Rows from a segmentation dataset:
::::::::::
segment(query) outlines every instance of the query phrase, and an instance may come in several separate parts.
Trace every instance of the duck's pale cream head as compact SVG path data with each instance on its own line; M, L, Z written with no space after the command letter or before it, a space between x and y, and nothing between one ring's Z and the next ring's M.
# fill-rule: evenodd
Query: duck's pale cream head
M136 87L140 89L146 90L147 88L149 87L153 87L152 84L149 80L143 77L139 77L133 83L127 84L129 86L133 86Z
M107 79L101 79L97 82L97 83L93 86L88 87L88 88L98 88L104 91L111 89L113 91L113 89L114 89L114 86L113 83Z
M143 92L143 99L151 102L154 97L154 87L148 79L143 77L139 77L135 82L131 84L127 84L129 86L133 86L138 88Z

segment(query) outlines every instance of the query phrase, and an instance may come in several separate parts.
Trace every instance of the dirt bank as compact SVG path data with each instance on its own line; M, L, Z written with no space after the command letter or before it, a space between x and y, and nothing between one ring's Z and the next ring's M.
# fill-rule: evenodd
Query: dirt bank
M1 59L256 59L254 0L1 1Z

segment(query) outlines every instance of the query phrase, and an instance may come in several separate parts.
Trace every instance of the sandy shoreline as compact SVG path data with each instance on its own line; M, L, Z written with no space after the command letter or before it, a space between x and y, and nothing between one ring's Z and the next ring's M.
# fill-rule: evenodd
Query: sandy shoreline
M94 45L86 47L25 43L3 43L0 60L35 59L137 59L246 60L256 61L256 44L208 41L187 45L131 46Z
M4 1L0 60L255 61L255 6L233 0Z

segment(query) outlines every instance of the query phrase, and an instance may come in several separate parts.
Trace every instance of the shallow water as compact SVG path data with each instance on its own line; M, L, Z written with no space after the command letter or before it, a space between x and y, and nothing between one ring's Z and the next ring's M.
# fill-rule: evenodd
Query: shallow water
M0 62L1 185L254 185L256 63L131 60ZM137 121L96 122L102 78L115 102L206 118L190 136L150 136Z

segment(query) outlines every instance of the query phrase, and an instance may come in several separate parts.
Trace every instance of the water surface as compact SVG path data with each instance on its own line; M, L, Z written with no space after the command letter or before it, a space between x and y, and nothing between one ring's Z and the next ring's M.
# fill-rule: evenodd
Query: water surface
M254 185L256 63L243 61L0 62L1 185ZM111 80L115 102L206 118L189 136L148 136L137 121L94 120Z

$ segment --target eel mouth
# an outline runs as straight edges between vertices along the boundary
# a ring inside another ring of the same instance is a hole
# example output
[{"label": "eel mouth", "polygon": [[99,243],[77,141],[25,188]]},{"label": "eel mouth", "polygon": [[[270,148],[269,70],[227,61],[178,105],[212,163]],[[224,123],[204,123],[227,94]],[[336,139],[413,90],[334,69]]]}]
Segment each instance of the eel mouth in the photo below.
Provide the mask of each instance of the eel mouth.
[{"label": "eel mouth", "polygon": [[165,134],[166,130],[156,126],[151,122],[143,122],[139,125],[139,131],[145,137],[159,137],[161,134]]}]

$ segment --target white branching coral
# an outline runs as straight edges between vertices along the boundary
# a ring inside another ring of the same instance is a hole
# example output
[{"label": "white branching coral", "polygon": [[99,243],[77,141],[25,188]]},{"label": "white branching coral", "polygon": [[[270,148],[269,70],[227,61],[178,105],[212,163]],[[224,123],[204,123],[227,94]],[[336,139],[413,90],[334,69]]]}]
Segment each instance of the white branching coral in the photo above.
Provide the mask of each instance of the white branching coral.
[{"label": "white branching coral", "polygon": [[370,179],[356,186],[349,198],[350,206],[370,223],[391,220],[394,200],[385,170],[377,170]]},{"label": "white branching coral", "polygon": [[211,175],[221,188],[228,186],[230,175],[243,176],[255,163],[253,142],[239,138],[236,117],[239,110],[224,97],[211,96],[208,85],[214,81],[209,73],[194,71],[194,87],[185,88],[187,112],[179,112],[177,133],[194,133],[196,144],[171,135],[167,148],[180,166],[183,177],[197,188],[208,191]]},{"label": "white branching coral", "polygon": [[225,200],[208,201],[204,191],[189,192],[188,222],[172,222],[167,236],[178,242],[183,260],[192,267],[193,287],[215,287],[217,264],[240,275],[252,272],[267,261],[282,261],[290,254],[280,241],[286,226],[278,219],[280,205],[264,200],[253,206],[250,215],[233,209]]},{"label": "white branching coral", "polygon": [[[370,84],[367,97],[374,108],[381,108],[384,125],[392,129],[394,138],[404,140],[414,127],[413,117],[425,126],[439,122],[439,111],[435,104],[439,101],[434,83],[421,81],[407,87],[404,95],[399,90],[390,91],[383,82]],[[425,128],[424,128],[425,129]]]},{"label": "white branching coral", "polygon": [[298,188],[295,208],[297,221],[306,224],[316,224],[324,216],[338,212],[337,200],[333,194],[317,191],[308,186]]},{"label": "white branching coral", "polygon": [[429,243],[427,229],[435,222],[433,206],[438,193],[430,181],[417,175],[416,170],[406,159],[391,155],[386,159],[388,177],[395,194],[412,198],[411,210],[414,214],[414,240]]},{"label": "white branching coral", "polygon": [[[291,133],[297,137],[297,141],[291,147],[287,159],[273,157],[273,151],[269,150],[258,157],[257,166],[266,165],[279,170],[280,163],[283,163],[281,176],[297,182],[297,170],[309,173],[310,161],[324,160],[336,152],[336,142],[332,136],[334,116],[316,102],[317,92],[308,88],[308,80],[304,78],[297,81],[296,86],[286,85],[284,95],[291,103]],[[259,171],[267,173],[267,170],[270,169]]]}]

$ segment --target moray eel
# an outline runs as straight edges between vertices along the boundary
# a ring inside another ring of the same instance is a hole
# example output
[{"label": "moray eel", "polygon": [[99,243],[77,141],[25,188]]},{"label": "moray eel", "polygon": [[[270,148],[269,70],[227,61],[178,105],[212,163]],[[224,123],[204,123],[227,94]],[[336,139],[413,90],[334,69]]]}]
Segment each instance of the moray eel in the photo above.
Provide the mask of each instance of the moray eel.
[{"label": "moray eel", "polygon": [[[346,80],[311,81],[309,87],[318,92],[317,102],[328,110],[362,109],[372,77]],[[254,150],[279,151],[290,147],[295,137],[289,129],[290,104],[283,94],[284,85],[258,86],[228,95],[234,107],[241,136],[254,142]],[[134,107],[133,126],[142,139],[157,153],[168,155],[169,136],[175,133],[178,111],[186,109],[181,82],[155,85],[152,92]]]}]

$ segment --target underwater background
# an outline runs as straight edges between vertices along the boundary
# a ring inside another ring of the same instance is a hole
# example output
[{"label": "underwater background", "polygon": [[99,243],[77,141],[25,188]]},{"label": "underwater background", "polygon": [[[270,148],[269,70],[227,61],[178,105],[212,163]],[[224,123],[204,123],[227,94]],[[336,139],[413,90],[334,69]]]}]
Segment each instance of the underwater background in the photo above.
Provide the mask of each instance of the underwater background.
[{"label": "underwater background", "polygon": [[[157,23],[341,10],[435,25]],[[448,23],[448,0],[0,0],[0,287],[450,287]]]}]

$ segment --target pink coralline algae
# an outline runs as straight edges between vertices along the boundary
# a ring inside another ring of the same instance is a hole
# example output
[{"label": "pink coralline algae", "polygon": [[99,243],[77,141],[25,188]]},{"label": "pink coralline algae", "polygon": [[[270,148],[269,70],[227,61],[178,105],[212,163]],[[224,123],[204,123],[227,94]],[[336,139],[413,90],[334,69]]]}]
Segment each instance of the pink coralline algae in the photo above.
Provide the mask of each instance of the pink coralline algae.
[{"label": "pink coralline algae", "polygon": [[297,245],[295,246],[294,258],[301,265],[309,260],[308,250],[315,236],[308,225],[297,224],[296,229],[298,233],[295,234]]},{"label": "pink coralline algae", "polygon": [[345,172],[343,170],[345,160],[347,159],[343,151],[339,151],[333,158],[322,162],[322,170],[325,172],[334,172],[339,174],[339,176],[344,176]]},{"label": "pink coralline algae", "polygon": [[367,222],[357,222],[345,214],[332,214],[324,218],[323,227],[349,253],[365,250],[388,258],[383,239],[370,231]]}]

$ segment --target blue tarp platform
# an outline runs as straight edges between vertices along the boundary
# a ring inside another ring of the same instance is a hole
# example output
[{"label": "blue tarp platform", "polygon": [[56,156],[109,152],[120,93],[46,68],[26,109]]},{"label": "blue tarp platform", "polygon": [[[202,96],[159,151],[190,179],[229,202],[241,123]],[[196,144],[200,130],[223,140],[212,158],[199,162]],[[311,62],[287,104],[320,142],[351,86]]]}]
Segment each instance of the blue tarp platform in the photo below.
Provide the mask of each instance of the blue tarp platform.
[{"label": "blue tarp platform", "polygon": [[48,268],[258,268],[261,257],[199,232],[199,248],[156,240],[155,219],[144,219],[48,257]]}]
::::::::::
WORK TO DO: Copy the data from its first line through the line containing "M4 1L0 60L255 61L255 6L233 0Z", both included, and change every "dirt bank" to "mud bank" with nothing else altered.

ANSWER IN FULL:
segment(query) outlines every instance of the query phrase, and an instance may come in several separate parts.
Trace every instance of the duck's pale cream head as compact SVG path data with each instance on its own line; M, L, Z written with no space after the command letter or before it, a space between x and y, and nothing between one ring's Z and the next ring's M.
# fill-rule: evenodd
Query: duck's pale cream head
M136 87L140 89L146 90L147 88L149 87L153 87L152 84L149 80L143 77L139 77L133 83L127 84L129 86L133 86Z
M107 79L101 79L97 82L97 83L93 86L88 87L88 88L98 88L104 91L111 89L113 91L113 89L114 89L114 86L113 83Z
M143 92L143 99L151 102L154 97L154 87L148 79L143 77L139 77L135 82L131 84L127 84L129 86L133 86L138 88Z

segment(query) outlines every instance of the query phrase, and an instance may come in several separate parts.
Trace every instance of the mud bank as compact SVG path data with each instance on its own line; M, L, Z written with no space after the command letter or before it, a space between x and y, and nothing between one ring's Z and the next ring's M.
# fill-rule: evenodd
Query: mud bank
M1 59L256 59L254 0L1 1Z

segment(query) outlines every instance of the query phrase, and an instance may come in several separate parts.
Trace every instance of the sandy shoreline as compact SVG path data with each instance on its own line; M, L, Z written with no space after the command letter or before it, a space between x and y, and nothing between one ring's Z and the next ring's M.
# fill-rule: evenodd
Query: sandy shoreline
M94 45L86 47L25 43L3 43L0 60L35 59L137 59L246 60L256 61L256 44L208 41L187 45L131 46Z
M4 1L0 60L255 61L255 6L233 0Z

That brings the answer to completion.